**Set exercise**
Rewrite the lines below, replacing each "headstone" with "grave marker" and leaving everything else untouched.
* * * * * * * * *
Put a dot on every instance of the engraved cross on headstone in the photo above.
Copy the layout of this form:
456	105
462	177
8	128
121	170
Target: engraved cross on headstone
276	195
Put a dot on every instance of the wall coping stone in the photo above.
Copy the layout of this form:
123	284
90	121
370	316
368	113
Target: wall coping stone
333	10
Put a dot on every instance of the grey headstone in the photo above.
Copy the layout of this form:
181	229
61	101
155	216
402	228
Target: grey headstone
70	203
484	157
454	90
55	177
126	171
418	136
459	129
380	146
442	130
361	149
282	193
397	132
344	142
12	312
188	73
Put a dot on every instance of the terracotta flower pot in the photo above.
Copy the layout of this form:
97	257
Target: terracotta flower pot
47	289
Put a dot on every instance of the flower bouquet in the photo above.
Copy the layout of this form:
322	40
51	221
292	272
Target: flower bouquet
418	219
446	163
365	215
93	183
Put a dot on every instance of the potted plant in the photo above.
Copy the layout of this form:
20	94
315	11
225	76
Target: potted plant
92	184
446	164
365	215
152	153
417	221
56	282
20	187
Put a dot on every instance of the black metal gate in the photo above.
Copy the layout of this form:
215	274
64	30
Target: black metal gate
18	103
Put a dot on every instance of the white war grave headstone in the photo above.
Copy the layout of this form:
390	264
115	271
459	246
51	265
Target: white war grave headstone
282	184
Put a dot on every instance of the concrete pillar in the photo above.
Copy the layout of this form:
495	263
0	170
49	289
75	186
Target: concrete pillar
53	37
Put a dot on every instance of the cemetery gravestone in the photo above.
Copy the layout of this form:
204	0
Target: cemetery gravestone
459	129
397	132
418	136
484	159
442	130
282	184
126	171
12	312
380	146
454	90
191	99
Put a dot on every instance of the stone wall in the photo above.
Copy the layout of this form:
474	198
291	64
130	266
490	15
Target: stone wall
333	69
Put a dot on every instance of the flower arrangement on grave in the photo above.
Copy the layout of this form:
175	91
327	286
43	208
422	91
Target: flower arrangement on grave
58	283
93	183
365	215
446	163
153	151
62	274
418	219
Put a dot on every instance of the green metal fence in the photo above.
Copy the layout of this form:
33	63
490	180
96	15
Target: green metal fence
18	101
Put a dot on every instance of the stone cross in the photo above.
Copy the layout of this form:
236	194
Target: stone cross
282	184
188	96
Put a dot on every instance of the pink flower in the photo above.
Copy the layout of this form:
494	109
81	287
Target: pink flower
* * * * * * * * *
**Answer to this problem**
Put a dot on every instance of the engraved cross on grave marker in the photo above.
Copy the layout of this form:
456	105
462	177
8	128
121	170
Target: engraved cross on grave marker
276	195
Put a dot on every instance of the wall coping stone in the photo above.
Copy the layout of this form:
123	284
90	121
370	316
368	113
Target: wall coping stone
333	10
Put a dot on every instance of the grey grave marker in the photo above.
Copy the layout of this form:
181	229
61	101
155	216
402	228
Target: grey grave marker
70	203
484	157
454	90
55	177
126	171
418	136
459	129
380	146
442	130
361	149
282	193
397	132
344	142
12	312
188	73
Put a dot on every instance of the terracotta flower pot in the photo above.
Copy the layout of this form:
97	257
Target: terracotta flower pot
47	289
Put a dot on every instance of the flower bouquet in the photo above.
Copy the layout of this form:
322	40
51	221
292	272
Target: flower bouquet
418	219
446	163
365	215
93	183
Put a dot on every instance of the potted plant in the photo above.
Copy the layout of this form:
20	94
315	11
225	76
Target: potted plant
92	184
446	164
365	215
152	153
417	221
56	282
20	187
Put a dot on every instance of the black metal gate in the photo above.
Copy the layout of this form:
215	274
64	30
Target: black metal gate
18	103
Put a dot on every instance of the white war grave grave marker in the photo above.
Copy the layout of this form:
390	264
115	271
459	246
51	265
Target: white war grave grave marker
282	184
Put a dot on every instance of the concrete pillar in the photo above.
Copy the layout of this form:
495	263
0	170
49	289
75	186
Target: concrete pillar
53	37
Put a dot on every instance of the cemetery gravestone in the photo above.
Copy the layout of this form:
204	0
Target: cemetery gravestone
459	129
397	132
418	136
484	159
442	130
282	184
126	171
12	312
380	146
454	90
191	99
Put a dot on every instance of the stone wall in the photo above.
Copy the layout of this form:
474	198
291	64
130	266
490	15
Target: stone wall
333	69
Put a dot on every instance of the flower arrangement on grave in the photo above.
Copy the layout of this form:
175	91
327	286
43	208
422	91
Target: flower arrangement on grave
58	283
93	183
365	215
446	163
153	151
62	274
418	219
Put a dot on every instance of the green metal fence in the photo above.
Copy the layout of this form:
33	63
490	180
96	15
Target: green metal fence
18	101
Put a dot on every instance of the stone cross in the photo above.
Copy the layout of this form:
236	194
Target: stone cross
282	184
188	96
Put a dot on every instance of the pink flower in the photo above.
Copy the layout of this form:
494	109
81	287
Target: pink flower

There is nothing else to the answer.